## [PROBLEM DESCRIPTION]
Can you lay out every line of the listing below as a Markdown table with the columns "Row" and "Line", skipping blank lines and leaving out the pictures?

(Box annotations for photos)
———
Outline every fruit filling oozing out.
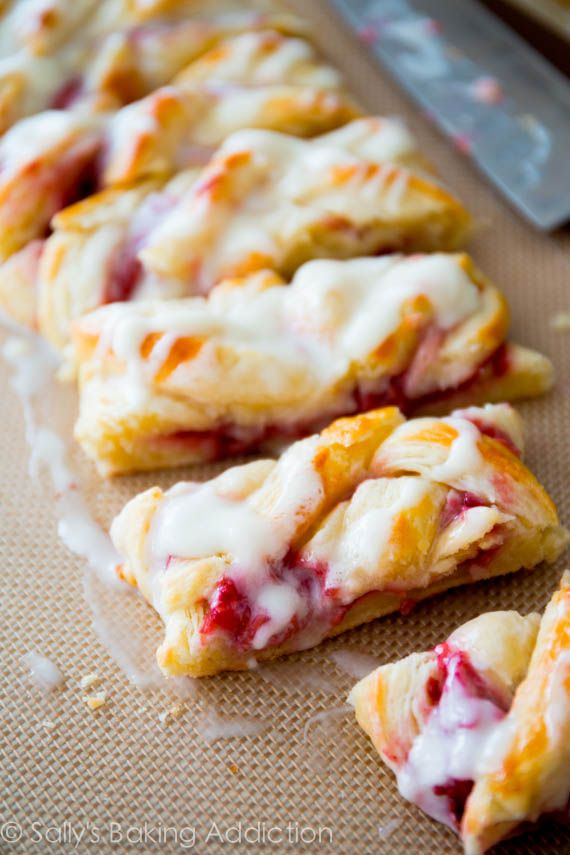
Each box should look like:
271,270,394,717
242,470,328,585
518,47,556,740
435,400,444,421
397,642,509,829
192,490,488,650
147,345,510,462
———
## [FINISHED EXERCISE]
| Row | Line |
|---|---|
| 1 | Outline every fruit filling oozing out. |
| 2 | Each box should look like: |
| 3 | 271,270,394,717 |
| 4 | 242,470,328,585 |
| 5 | 518,47,556,740 |
| 6 | 435,400,444,421 |
| 7 | 397,642,509,829 |
| 8 | 192,490,488,650 |
| 9 | 147,345,510,462 |